* _Action item_: Could you transcribe every record below exactly, leaving out any pictures?

[Referring expression data]
....................

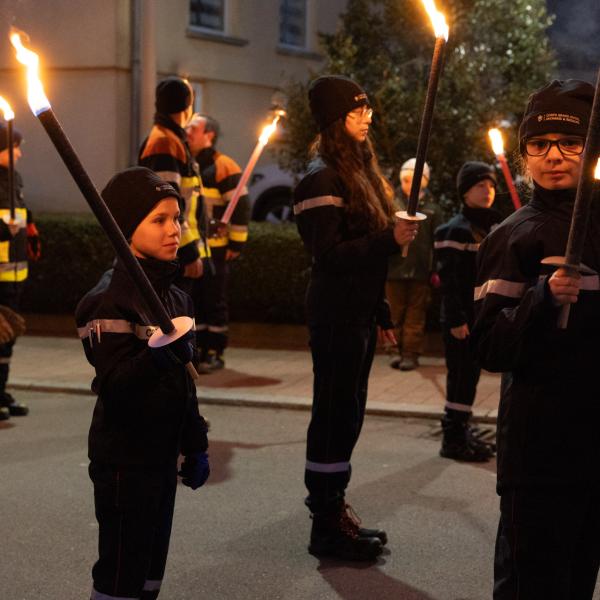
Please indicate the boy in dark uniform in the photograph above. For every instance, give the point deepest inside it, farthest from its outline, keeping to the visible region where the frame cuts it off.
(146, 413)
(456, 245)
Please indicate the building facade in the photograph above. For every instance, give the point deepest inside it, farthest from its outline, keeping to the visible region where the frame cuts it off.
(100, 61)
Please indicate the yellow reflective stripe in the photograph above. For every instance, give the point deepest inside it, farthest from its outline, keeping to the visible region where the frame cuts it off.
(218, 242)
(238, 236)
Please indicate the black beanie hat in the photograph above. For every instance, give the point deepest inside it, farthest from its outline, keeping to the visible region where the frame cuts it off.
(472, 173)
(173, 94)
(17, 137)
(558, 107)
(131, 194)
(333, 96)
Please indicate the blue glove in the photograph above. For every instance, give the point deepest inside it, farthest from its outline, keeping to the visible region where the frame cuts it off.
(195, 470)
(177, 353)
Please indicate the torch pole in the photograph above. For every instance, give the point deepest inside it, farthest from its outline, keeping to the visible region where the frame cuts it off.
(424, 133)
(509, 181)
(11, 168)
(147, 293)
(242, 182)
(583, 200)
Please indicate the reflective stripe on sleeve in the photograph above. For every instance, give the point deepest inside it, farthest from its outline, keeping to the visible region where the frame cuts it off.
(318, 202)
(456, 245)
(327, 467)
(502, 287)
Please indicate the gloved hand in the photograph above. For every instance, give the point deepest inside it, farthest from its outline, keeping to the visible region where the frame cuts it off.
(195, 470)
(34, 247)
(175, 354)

....................

* _Reply to the exercise_:
Please indicate the boy in dark uniform in the photograph above. For every instance, give the point deepest inside it, farthest from its outline, keeping to the visible region where the frame cuts it off.
(146, 413)
(456, 245)
Please indicate the building facade in the photograph above. For every instance, give the point deepest inside it, farthest from its outline, keeping to the visible region where the frame cuts it off.
(100, 61)
Please indicate the yellow reflective stripe in the photograph above. For every instance, give the point deepest inside it, farthest from its outline, keeping to the visible region where the frame cuts it off.
(218, 242)
(238, 236)
Please indicate the black beanie hat in the photograph above. For every instance, give the point deepest inside it, farthest from its outline, keeping to the visible region where the frame cuts it off.
(472, 173)
(173, 94)
(17, 137)
(558, 107)
(131, 194)
(333, 96)
Please indicate the blue glove in the photograph above. For every instance, give the point deepest inside it, farthest from its outline, keeping to the visible region where the frame cuts it off.
(195, 470)
(177, 353)
Please indicate the torch pole in the photograph above. For every instance, give the point deepest inside it, farthest from its outline, keeping to the visible region where the frame cuts it off.
(424, 133)
(509, 181)
(11, 168)
(147, 293)
(242, 182)
(583, 200)
Please indicate the reflective stripe on sleeve in the photograph above. For every instance, give the point deepest inside it, farthest from its outline, keeping to the visible region where the frame cuts it off.
(318, 202)
(456, 245)
(327, 467)
(502, 287)
Please indicate the gloved hand in the photograph above. For every instance, give the point deepest inside it, farthest from its outline, keeping to the visible region where the frame cuts it off.
(195, 470)
(34, 247)
(175, 354)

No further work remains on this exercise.